SOURCE TEXT:
Monday, December 21, 2020

“I’m old enough to be your grandfather”

—“I had a dream about you the other morning,” I’d say to my pretty college-age friend at the kennel where I used to daycare Killian.
“Don’t worry,” I’d say; “it was clean.”
“We were walking hand-in-hand up a bombed out city street picking our way through a dusty detritus of crumbled bricks.
I was the token male, protecting you from the thugs and rapists that people city streets.”
Although at age-76, I doubt I’d be much protection.
“I can take care of myself,” she’d say. And she probably could. She’s the daughter of a business owner, and has moxie and self-confidence. Her father refuses to hand the business over to her: “too opinionated,” he says.
How I became friends with her I don’t know, although I’d like to think my never hitting on her mattered.
I also almost immediately gave her my speech, the same speech I gave to almost every pretty young girl at that kennel.
She was wary at first, but “listen to him!” said one of the kennel co-owners, age 48, also cute. “This is extremely important. We don’t want you to make a mistake!”
“Yer gonna get married someday,” I told her. “Whatever ya do, marry someone who can make ya laugh! Do that and yer in it for the long-haul. Frustration, jealousy, exasperation; they’re all gonna happen. But if he can make ya laugh, you’ll get over ‘em!”
“‘No pretty girl will smile at you!’ I was told long ago, and here you are smiling at me.”
She’d smile harder, pretty brown eyes askance, embarrassed I backhandedly told her she was pretty. Plus I also wasn’t hittin’ on her.
“What I should be asking is are you engaged yet?”

LISTED RECORDS:

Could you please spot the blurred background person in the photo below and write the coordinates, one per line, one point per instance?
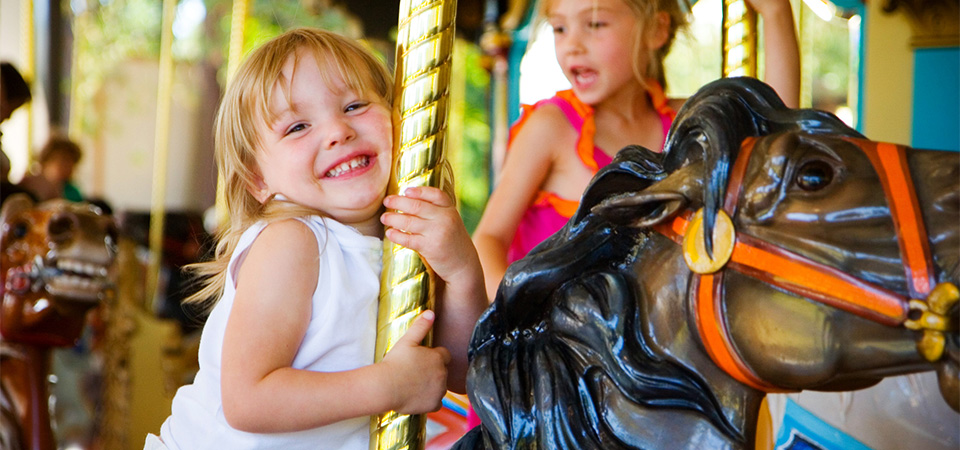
(51, 178)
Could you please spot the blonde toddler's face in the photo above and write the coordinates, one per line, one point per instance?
(594, 42)
(330, 149)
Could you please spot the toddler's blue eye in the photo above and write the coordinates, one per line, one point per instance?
(296, 128)
(355, 106)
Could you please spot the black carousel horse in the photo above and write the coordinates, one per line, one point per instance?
(829, 262)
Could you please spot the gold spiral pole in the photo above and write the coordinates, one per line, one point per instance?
(739, 39)
(425, 38)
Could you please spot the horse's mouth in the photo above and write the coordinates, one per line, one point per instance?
(76, 280)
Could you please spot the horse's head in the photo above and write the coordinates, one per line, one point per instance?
(55, 266)
(816, 242)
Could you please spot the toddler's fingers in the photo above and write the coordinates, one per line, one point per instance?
(405, 222)
(407, 239)
(428, 194)
(418, 329)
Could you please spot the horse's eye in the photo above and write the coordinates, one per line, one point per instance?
(814, 175)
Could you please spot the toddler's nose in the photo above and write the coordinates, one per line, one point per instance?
(339, 132)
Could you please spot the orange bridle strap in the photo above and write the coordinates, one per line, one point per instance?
(807, 278)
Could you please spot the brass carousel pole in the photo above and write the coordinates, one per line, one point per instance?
(739, 39)
(238, 21)
(29, 66)
(161, 148)
(425, 38)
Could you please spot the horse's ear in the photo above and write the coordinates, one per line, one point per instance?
(633, 169)
(656, 203)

INSTRUCTIONS:
1. Please retype everything in the kennel blog post from "Monday, December 21, 2020" down to "on her mattered.", word for word.
2. Extend the kennel blog post beyond its last line with a few more paragraphs in the same voice.

PER-TASK ANSWERS:
1.
Monday, December 21, 2020

“I’m old enough to be your grandfather”

—“I had a dream about you the other morning,” I’d say to my pretty college-age friend at the kennel where I used to daycare Killian.
“Don’t worry,” I’d say; “it was clean.”
“We were walking hand-in-hand up a bombed out city street picking our way through a dusty detritus of crumbled bricks.
I was the token male, protecting you from the thugs and rapists that people city streets.”
Although at age-76, I doubt I’d be much protection.
“I can take care of myself,” she’d say. And she probably could. She’s the daughter of a business owner, and has moxie and self-confidence. Her father refuses to hand the business over to her: “too opinionated,” he says.
How I became friends with her I don’t know, although I’d like to think my never hitting on her mattered.

2.
She has a boyfriend, and he wants to do the whole kibosh: diamond engagement ring, bended knee, etc.
“Well,” I said; “89 bazilyun buckaroos doesn’t buy love!”
That kennel co-owner burst into “Can’t buy me love,” by the Beatles. My friend also doesn’t want the 89 bazilyun dollars.
No bended knee for This Kid, although mainly because I didn’t know how.
I want you to be happy,” I’d say; “and I know how marriage can tangle you in commitments and entitlements. Actually enjoying each other, which probably occurred before marriage, gets lost with marriage.
My wife and I managed 44&1/2 years, but my sister tried four times. Marriage can destroy a friendship, and I’m no longer who I was before my wife died. She’d probably be jealous of my flirting.”
So there we were, enjoying each other’s company — or so it seemed.
I haven’t seen her in a while, since I no longer have a dog; i.e. I no longer use that kennel.
That girl told me to drop by. So I tried a couple times, but no one answered their door, etc.
My childhood has me thinking they’re avoiding me, but they also may be out back.
I visited other times, but that co-owner often was around, or my friend was in their lobby.
I ask myself how did I ever become friends with a pretty young girl? She’s college-age.
“I could be your grandfather!” I tell her.

• That girl is a millennial = 20 years old.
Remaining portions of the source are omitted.